**Stated task**
Write the material out again exactly as it stands.

========================

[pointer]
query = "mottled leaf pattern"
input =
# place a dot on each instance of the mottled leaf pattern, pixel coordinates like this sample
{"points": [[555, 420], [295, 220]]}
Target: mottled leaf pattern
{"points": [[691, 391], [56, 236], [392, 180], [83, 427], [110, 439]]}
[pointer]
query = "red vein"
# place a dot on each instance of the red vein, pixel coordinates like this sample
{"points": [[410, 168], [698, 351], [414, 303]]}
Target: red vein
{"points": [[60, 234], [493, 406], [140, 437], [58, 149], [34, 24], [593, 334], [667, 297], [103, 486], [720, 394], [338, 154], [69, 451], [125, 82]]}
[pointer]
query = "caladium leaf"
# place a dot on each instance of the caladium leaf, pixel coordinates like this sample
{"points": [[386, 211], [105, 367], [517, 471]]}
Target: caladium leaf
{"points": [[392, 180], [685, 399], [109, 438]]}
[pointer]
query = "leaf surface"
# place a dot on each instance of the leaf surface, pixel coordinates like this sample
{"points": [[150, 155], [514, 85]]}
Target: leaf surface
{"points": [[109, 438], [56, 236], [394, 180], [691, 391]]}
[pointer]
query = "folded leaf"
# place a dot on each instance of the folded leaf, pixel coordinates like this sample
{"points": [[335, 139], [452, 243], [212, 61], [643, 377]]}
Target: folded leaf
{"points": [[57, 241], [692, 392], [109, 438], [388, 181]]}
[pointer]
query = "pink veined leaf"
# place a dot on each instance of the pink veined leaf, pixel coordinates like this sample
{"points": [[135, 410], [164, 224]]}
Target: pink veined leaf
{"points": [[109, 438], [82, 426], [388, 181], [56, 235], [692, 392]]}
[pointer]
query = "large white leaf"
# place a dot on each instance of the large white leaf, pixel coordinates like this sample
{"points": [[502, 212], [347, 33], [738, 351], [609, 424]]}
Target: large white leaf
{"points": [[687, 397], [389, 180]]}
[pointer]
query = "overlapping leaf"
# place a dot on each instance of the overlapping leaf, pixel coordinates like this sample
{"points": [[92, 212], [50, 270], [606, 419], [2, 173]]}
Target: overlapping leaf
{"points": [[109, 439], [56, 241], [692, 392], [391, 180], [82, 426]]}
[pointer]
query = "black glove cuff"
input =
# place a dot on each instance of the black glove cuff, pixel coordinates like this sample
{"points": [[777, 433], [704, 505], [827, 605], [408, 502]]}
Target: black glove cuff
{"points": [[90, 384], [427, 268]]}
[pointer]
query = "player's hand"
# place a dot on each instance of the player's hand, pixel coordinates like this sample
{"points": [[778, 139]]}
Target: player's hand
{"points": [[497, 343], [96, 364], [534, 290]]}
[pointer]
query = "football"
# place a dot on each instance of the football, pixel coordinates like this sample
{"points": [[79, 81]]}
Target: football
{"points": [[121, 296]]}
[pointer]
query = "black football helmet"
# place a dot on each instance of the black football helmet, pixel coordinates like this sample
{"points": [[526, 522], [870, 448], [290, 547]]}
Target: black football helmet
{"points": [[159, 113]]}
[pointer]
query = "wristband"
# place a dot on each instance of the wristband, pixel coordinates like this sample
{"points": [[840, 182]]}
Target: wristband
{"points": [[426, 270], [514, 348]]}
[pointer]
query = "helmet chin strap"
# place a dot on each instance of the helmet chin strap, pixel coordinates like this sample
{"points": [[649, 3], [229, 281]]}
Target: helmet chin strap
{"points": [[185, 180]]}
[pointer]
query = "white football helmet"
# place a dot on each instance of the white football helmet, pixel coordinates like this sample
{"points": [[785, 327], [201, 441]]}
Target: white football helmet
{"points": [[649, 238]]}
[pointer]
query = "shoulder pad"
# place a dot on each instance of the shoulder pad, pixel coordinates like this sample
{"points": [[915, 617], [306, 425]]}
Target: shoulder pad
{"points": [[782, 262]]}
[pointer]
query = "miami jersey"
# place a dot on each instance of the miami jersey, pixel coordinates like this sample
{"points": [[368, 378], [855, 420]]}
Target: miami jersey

========================

**Answer in full**
[pointer]
query = "mottled leaf pattern"
input =
# place a dot on each instance of the mottled leaf pattern, pixel coordinates like this sample
{"points": [[555, 420], [295, 220]]}
Target: mottled leaf pattern
{"points": [[691, 391], [56, 236], [392, 180], [83, 427], [110, 439]]}
[pointer]
query = "red vein"
# place a dot on each instance of the red vein, pixel coordinates like this sample
{"points": [[410, 168], [698, 351], [414, 303]]}
Target: red vein
{"points": [[60, 234], [493, 406], [140, 437], [58, 149], [34, 24], [593, 334], [667, 297], [103, 486], [720, 394], [338, 154], [69, 451], [125, 82]]}
[pointer]
query = "caladium leaf"
# place a dot on each instance of the caladium leaf, pixel coordinates like this sample
{"points": [[386, 211], [105, 367], [517, 471]]}
Target: caladium leaf
{"points": [[392, 180], [685, 399], [109, 438]]}
[pointer]
query = "leaf surface"
# place a dot on each instance of the leaf surface, pixel coordinates like this sample
{"points": [[150, 155], [514, 85]]}
Target: leaf surface
{"points": [[109, 438], [56, 236], [394, 180], [691, 391]]}
[pointer]
query = "folded leaf"
# place a dot on each instance of the folded leaf, pixel coordinates like this sample
{"points": [[335, 139], [452, 243], [212, 61], [643, 377]]}
Target: folded leaf
{"points": [[57, 241], [692, 392], [109, 438], [388, 181]]}
[pointer]
query = "pink veined leaf"
# place a dot on each instance of the pink veined leaf, pixel coordinates like this sample
{"points": [[135, 410], [164, 224]]}
Target: pink veined leaf
{"points": [[109, 438], [82, 426], [388, 181], [56, 235], [692, 392]]}
[pointer]
query = "large white leaf"
# place a dot on each instance of the large white leaf, pixel coordinates like this sample
{"points": [[502, 212], [347, 33], [738, 351], [609, 424]]}
Target: large white leaf
{"points": [[687, 397], [389, 180]]}
[pointer]
query = "overlapping leaf"
# place a dot on each instance of the overlapping leaf, pixel coordinates like this sample
{"points": [[92, 212], [50, 270], [606, 419], [2, 173]]}
Target: overlapping leaf
{"points": [[109, 439], [56, 241], [692, 392], [391, 180], [82, 426]]}
[pointer]
query = "black glove cuff"
input =
# place a dot on each instance of the black glove cuff, pixel coordinates like this sample
{"points": [[777, 433], [704, 505], [827, 605], [408, 502]]}
Target: black glove cuff
{"points": [[90, 384], [427, 268]]}
[pointer]
query = "player's hand"
# place a dot on each instance of the player's hand, pixel coordinates like this sample
{"points": [[778, 139]]}
Target: player's hand
{"points": [[497, 343], [96, 364], [534, 290]]}
[pointer]
query = "football"
# place a dot on each instance of the football, pixel coordinates like this sample
{"points": [[79, 81]]}
Target: football
{"points": [[121, 296]]}
[pointer]
query = "black football helmet"
# place a dot on each instance of the black football helmet, pixel coordinates like this sample
{"points": [[526, 522], [870, 448], [290, 547]]}
Target: black football helmet
{"points": [[159, 113]]}
[pointer]
query = "wristband"
# place a dot on each instance of the wristband, pixel coordinates like this sample
{"points": [[840, 182]]}
Target: wristband
{"points": [[426, 270], [514, 348]]}
[pointer]
query = "helmet chin strap"
# place a dot on each instance of the helmet chin strap, pixel coordinates like this sample
{"points": [[649, 3], [229, 281]]}
Target: helmet chin strap
{"points": [[185, 180]]}
[pointer]
query = "white football helmet"
# place a dot on each instance of the white football helmet, pixel coordinates like this sample
{"points": [[785, 327], [201, 441]]}
Target: white football helmet
{"points": [[649, 238]]}
[pointer]
query = "shoulder pad"
# place a dot on each instance of the shoulder pad, pixel coordinates like this sample
{"points": [[915, 617], [306, 425]]}
Target: shoulder pad
{"points": [[782, 262]]}
[pointer]
query = "miami jersey"
# place a dot on each instance of the miami jersey, pixel coordinates like this sample
{"points": [[368, 378], [855, 420]]}
Target: miami jersey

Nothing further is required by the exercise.